» **WHAT TO DO**
Every line below that includes "surface" counts toward the total. Report that total alone.

Items listed in a dataset
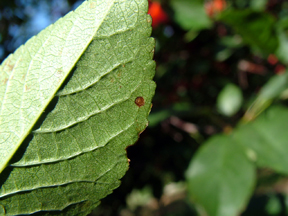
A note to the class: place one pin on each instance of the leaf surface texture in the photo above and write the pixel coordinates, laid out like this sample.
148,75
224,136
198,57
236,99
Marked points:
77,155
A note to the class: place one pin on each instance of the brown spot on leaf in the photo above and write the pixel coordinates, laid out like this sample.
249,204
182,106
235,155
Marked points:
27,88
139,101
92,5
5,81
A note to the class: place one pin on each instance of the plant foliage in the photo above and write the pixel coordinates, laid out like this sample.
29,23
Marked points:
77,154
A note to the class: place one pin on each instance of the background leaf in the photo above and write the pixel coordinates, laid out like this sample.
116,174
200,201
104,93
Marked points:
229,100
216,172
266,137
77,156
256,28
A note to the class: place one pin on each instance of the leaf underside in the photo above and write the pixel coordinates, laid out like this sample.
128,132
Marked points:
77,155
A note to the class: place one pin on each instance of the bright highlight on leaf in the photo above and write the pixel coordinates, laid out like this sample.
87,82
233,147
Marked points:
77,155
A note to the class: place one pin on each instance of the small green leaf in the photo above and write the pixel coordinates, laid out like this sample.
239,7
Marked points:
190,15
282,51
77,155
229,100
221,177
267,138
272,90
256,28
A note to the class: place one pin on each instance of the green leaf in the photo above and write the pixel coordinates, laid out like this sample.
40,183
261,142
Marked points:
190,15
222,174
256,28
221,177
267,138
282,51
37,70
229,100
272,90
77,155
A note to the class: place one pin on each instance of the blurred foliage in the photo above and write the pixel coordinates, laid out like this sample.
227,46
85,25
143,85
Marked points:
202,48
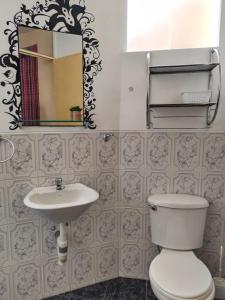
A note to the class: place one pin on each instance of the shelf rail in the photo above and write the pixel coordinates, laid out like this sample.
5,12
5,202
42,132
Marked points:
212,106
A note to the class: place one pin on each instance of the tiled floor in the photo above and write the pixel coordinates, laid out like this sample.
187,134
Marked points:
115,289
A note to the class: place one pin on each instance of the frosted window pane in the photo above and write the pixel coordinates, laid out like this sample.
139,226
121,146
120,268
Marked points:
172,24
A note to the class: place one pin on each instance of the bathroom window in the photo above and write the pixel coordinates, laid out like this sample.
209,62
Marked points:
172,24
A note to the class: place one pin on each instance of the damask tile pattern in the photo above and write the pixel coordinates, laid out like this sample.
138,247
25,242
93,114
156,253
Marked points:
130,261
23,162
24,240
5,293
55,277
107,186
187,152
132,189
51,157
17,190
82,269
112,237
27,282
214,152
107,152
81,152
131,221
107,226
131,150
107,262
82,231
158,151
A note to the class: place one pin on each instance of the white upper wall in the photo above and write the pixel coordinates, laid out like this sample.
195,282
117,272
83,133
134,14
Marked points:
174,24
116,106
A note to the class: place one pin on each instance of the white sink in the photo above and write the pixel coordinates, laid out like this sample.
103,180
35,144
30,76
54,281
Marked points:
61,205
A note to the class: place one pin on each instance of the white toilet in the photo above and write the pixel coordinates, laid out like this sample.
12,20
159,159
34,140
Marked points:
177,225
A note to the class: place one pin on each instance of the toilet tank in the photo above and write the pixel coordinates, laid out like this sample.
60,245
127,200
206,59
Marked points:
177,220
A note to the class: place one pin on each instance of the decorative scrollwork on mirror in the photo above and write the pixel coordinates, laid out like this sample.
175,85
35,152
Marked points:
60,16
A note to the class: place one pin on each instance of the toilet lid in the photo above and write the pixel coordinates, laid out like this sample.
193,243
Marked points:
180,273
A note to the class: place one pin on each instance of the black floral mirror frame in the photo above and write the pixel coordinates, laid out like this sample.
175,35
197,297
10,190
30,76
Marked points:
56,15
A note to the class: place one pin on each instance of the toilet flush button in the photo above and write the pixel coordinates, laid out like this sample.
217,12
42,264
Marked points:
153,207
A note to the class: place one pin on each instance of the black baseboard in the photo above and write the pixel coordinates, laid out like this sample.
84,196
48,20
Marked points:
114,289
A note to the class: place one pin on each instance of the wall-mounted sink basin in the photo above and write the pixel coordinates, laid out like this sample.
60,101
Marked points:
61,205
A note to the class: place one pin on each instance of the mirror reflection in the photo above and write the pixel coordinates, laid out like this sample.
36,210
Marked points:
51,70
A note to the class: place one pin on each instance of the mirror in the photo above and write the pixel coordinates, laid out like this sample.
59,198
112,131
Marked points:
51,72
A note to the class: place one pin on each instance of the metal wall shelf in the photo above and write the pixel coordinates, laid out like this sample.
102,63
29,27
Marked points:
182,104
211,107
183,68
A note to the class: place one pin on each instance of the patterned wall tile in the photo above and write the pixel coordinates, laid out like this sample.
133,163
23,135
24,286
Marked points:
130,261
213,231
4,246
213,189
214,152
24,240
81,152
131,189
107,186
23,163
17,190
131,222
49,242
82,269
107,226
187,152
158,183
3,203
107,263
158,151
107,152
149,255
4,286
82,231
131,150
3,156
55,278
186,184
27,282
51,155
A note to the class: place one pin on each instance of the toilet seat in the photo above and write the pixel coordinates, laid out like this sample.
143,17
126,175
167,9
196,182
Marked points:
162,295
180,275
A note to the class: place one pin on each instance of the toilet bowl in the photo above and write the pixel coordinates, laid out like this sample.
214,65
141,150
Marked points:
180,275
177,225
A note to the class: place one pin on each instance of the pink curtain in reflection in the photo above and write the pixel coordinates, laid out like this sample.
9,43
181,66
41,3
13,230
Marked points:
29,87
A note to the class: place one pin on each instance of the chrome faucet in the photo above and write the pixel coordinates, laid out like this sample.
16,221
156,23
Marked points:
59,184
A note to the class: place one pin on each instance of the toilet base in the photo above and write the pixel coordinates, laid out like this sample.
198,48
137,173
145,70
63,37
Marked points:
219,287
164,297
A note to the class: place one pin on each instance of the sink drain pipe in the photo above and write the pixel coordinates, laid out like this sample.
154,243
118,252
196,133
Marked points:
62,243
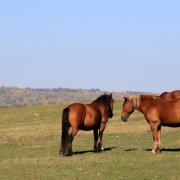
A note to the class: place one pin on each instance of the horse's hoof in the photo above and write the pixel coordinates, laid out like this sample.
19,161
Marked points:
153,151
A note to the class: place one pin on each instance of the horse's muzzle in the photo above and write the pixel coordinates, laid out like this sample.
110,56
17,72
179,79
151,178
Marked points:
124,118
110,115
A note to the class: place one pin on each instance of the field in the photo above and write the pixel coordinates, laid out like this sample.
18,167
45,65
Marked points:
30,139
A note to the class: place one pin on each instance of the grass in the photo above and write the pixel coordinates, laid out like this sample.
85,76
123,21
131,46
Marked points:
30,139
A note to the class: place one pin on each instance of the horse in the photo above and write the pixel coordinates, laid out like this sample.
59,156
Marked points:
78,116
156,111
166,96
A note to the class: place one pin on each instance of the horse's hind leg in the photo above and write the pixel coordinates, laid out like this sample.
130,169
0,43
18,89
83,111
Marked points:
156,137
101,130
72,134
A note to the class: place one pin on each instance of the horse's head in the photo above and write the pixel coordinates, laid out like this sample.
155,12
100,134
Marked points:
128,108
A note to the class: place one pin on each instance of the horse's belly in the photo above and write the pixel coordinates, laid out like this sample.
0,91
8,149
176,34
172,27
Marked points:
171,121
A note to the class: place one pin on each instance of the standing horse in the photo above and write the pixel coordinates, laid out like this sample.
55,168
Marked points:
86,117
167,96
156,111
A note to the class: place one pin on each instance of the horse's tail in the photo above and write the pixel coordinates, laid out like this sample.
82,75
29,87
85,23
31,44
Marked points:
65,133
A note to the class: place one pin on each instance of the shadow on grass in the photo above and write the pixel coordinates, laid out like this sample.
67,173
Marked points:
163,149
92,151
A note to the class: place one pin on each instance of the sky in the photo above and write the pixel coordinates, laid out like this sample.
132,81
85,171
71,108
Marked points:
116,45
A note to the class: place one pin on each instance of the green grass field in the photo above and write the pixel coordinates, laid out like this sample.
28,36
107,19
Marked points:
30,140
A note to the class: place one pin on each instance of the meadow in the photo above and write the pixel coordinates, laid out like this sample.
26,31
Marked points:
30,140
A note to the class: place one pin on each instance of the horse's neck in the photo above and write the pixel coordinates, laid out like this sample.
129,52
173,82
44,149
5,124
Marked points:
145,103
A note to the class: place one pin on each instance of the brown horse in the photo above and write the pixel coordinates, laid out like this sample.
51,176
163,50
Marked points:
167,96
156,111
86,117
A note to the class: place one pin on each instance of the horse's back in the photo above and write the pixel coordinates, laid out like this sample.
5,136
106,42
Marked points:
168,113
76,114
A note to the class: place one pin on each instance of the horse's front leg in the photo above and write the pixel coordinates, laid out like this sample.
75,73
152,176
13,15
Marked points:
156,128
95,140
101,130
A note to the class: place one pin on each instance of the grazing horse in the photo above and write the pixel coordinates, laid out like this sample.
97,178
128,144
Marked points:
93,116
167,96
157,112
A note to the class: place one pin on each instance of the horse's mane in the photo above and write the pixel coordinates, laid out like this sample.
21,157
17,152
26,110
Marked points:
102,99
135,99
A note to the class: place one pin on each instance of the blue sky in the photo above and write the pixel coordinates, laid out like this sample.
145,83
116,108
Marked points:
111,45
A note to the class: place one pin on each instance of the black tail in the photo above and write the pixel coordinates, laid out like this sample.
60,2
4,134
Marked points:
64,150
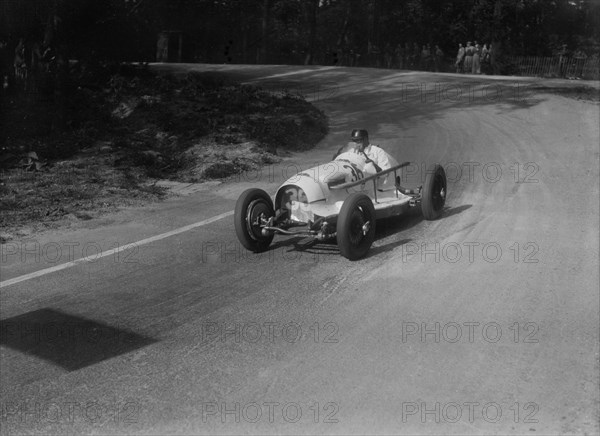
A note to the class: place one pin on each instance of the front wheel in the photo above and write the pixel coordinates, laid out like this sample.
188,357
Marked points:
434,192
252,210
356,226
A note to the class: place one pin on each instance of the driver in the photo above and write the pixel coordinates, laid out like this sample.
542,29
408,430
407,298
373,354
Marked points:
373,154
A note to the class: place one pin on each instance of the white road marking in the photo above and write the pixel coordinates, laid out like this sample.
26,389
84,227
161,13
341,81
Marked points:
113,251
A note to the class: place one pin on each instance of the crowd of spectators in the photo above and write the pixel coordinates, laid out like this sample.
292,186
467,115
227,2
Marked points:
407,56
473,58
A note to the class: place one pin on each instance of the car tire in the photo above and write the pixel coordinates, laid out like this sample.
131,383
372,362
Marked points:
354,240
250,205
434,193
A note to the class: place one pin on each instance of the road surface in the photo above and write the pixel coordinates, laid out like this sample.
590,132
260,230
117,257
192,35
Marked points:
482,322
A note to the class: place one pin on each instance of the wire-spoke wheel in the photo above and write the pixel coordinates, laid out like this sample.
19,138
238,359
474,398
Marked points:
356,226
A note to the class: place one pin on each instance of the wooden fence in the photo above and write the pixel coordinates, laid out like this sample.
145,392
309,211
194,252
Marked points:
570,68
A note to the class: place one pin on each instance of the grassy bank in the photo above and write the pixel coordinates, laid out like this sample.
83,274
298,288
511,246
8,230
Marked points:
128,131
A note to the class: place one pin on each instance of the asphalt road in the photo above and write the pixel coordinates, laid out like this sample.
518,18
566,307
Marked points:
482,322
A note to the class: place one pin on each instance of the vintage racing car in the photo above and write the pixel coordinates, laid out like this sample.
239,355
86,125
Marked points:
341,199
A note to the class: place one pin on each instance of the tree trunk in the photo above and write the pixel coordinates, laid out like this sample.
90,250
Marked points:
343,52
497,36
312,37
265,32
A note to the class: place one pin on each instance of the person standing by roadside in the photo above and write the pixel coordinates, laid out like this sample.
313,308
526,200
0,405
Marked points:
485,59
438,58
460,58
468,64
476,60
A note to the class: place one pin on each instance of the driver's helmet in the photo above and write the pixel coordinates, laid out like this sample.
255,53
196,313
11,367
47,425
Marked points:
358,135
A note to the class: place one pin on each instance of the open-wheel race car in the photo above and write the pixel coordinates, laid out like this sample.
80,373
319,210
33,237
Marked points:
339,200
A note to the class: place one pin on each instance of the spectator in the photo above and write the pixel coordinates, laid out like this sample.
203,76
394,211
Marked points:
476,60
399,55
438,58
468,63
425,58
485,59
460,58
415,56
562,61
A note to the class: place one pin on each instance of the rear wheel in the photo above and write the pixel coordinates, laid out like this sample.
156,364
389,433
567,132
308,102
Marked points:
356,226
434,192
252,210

» **REPLY**
2